** start Raw data **

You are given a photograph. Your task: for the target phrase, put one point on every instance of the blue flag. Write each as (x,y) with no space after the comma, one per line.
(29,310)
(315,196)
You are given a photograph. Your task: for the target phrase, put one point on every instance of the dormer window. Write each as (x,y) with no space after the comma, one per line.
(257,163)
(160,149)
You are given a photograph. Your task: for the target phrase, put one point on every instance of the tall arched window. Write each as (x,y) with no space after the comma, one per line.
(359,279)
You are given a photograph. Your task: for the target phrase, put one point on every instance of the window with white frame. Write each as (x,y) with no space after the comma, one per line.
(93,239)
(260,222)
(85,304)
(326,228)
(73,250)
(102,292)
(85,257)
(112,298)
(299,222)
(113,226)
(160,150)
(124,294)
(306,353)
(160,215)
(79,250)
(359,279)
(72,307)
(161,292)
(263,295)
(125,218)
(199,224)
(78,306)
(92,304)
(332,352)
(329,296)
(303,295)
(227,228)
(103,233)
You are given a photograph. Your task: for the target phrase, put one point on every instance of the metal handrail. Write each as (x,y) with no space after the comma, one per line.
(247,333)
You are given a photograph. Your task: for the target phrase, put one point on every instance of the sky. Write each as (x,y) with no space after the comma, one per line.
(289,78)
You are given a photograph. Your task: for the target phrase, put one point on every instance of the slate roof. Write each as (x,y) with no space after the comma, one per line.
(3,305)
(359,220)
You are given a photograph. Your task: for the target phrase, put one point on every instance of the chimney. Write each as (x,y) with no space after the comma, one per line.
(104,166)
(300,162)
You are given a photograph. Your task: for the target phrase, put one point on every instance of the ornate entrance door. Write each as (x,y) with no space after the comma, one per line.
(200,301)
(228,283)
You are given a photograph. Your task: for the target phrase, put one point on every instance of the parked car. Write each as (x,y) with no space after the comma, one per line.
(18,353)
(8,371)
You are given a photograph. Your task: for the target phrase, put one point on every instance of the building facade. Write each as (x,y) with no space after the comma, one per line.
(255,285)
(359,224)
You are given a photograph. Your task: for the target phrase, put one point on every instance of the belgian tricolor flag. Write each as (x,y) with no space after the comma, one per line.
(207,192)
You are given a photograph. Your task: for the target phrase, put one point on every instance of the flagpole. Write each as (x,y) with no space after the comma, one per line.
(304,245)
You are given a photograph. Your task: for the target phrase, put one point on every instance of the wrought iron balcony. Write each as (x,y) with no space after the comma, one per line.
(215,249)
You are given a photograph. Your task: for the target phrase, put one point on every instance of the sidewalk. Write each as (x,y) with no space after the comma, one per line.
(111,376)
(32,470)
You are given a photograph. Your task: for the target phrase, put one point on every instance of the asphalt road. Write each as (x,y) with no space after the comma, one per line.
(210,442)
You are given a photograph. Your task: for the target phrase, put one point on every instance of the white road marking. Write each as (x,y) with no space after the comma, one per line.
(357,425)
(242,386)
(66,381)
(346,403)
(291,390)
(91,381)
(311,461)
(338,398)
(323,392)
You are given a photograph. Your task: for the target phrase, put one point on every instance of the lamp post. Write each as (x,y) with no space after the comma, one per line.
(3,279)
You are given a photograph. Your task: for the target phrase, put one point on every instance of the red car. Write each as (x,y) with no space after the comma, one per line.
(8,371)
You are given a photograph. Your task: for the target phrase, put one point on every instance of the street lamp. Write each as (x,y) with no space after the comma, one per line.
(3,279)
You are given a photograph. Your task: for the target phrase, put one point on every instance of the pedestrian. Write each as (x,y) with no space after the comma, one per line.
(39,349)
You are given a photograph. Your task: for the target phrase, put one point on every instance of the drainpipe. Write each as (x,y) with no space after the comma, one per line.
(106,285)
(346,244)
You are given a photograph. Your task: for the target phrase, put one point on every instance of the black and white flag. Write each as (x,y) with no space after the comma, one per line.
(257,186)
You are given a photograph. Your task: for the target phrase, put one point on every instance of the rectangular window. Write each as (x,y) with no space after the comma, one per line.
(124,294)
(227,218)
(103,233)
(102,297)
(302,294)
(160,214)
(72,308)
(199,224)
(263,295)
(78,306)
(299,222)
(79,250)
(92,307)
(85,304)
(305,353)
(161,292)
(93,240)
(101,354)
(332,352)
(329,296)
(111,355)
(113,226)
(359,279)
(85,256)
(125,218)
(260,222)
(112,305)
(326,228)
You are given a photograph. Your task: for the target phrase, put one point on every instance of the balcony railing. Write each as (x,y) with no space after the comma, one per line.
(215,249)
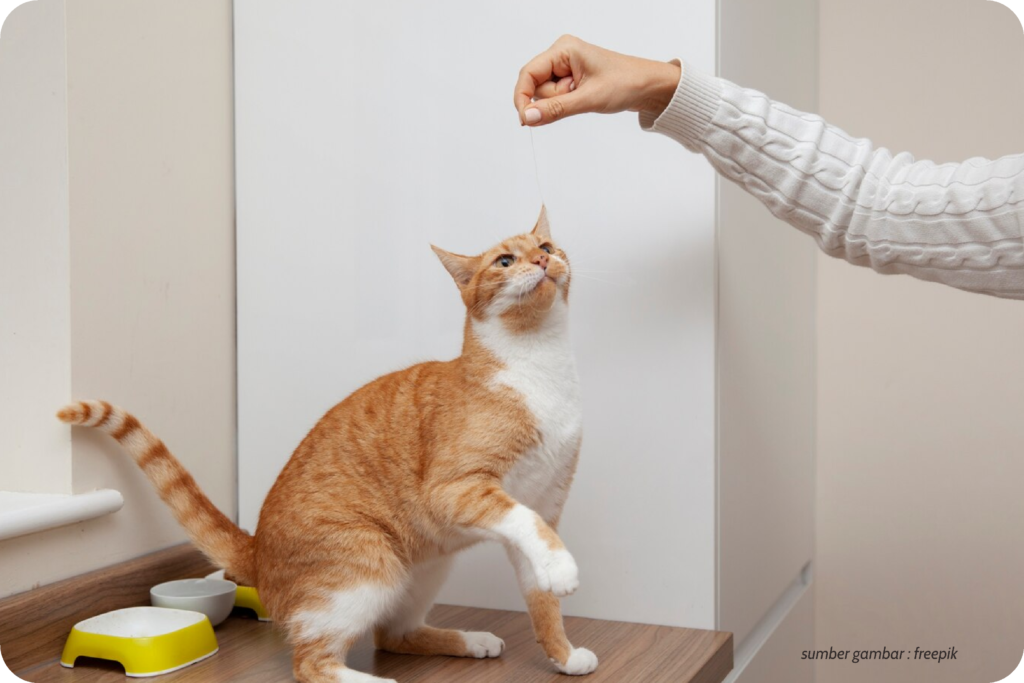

** end Raw data **

▶ **Task**
Which lines of the material above contain the string "balcony"? Report each such line in full, and treat uppercase and lowercase as different.

▶ **Final result**
You are given a photograph. Your task: for the target phrase, put one point on every instance of the wrought iron balcony. Write each as (x,y) with no space after the comma, one per line.
You are given a photograph. Your task: for the target phrase, put one point on every instance of the balcony railing. Write each as (x,y) with no space after the comma, one per line.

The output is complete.